Directions | Copy every one of the records below line for line, leaving each character unchanged.

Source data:
◆ ◆ ◆ ◆ ◆
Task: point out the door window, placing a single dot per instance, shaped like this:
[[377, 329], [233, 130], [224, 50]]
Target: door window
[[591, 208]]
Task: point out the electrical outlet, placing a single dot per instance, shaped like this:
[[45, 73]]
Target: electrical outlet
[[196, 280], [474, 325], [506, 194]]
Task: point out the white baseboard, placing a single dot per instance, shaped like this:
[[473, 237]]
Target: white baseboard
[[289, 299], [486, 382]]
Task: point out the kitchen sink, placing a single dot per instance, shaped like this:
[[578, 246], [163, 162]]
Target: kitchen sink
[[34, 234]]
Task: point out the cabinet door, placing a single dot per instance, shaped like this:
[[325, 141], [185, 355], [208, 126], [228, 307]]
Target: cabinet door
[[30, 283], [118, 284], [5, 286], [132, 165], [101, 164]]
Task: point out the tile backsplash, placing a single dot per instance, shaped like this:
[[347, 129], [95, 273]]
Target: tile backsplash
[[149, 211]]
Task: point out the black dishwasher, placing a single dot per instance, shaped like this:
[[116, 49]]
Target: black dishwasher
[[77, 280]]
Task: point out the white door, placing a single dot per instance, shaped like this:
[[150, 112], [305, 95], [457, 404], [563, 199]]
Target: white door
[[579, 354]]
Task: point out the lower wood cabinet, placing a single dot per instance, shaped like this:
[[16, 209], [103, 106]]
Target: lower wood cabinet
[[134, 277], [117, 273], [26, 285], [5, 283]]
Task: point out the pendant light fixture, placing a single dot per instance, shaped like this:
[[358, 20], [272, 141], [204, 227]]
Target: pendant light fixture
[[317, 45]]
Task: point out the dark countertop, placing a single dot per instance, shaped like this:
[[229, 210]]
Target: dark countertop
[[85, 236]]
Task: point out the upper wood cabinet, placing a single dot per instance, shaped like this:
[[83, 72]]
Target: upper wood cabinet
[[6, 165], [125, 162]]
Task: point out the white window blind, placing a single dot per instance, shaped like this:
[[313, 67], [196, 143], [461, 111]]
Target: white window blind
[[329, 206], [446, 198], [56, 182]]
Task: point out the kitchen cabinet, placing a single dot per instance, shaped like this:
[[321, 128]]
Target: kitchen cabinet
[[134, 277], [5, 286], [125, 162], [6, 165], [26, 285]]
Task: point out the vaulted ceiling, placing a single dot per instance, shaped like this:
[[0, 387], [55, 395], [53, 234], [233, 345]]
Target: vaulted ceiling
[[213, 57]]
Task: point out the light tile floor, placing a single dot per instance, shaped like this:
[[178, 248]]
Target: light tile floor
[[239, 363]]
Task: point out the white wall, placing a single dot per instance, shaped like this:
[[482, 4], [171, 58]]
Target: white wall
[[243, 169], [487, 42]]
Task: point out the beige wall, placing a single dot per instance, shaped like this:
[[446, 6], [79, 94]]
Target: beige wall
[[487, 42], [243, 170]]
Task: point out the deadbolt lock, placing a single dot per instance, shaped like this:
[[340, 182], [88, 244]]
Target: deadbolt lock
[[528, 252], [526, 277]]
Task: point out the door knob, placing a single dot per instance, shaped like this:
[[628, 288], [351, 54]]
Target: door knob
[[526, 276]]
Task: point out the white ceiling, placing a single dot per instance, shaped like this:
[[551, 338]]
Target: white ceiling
◆ ◆ ◆ ◆ ◆
Result |
Task: point out the door window, placing a single dot per instance, shaped like this:
[[377, 329], [233, 130], [224, 50]]
Target: door window
[[591, 208]]
Task: point out the electrical outlet, placing a single dot per instance, shaped like this:
[[45, 73]]
Target: electrical outlet
[[196, 280], [474, 325], [506, 194]]
Task: point out the white baseboard, placing a single dot per instance, shaped like this:
[[473, 237]]
Target: white baseboard
[[289, 299], [486, 382]]
Task: point out the kitchen sink, placing a single dot per instance, shaped like this:
[[578, 246], [163, 162]]
Target: kitchen sink
[[34, 234]]
Task: point out the cabinet door, placing a single dot per instance, shaped like this:
[[325, 141], [185, 355], [208, 126], [228, 307]]
Target: cabinet door
[[30, 283], [118, 284], [5, 286], [132, 165], [101, 164]]
Task: point out the tile backsplash, placing a single dot per instance, shaped like this:
[[347, 129], [95, 273]]
Target: tile backsplash
[[149, 211]]
Task: point out the black dishwasher, placing a single dot per instance, shaped like this:
[[116, 49]]
Target: black dishwasher
[[77, 280]]
Task: point out the white door, placing a single dot per instance, shaped like this:
[[150, 112], [305, 95], [457, 404], [563, 199]]
Target: white door
[[579, 354]]
Task: point out the lower wood cabinet, placing a single dot per instance, shaped like this:
[[16, 209], [103, 106]]
Target: lower wood cabinet
[[134, 277], [117, 273], [26, 285], [5, 283]]
Task: point out the pendant light fixture, placing a single dot per instance, shaped like this:
[[358, 20], [272, 141], [204, 227]]
Target: pendant light fixture
[[317, 45]]
Task: point out the dark countertop, placing a single dot per instance, shaped like this:
[[229, 210]]
Target: dark countertop
[[85, 236]]
Task: point out the upper wood cabinet, placing a single dot per instance, shaped like this:
[[83, 72]]
Target: upper wood cabinet
[[6, 165], [125, 162]]
Task: point out the white window blind, placing a single dot per instance, shaped like this:
[[313, 67], [196, 143], [461, 111]]
Target: white window blind
[[329, 206], [446, 198], [56, 182]]
Task: point out the kitchen cabinet, placing a single dot per instance, shaped like this:
[[321, 128]]
Target: kitchen cabinet
[[134, 277], [5, 286], [125, 162], [6, 165], [26, 285]]
Task: point out the vaulted ceiling, placing a single dot per instance, shaped like this:
[[0, 387], [55, 395], [53, 234], [233, 345]]
Target: vaulted ceiling
[[213, 57]]
Task: point out the light tile floor, placing a single dot per instance, shaped like this:
[[178, 248]]
Target: light tile floor
[[239, 363]]
Task: point out the white wall, placing a single dot per instance, shaped like this:
[[482, 4], [171, 58]]
Target: white wall
[[243, 169], [487, 42]]
Task: point out the beige wall, placing a single dot per instance, shaped like this:
[[446, 6], [79, 94]]
Target: beige wall
[[487, 42], [243, 170]]
Task: point out the deadbolt lock, placing a single dot per instance, shaped like this:
[[340, 182], [88, 244]]
Target: deadbolt lock
[[528, 252], [526, 277]]
Task: point out the door knob, placing a single dot per instance, shaped like this:
[[628, 288], [351, 54]]
Target: door knob
[[526, 276]]
Task: point out the white ceiling, placing a single dot per instance, shaped like this:
[[551, 338]]
Target: white ceiling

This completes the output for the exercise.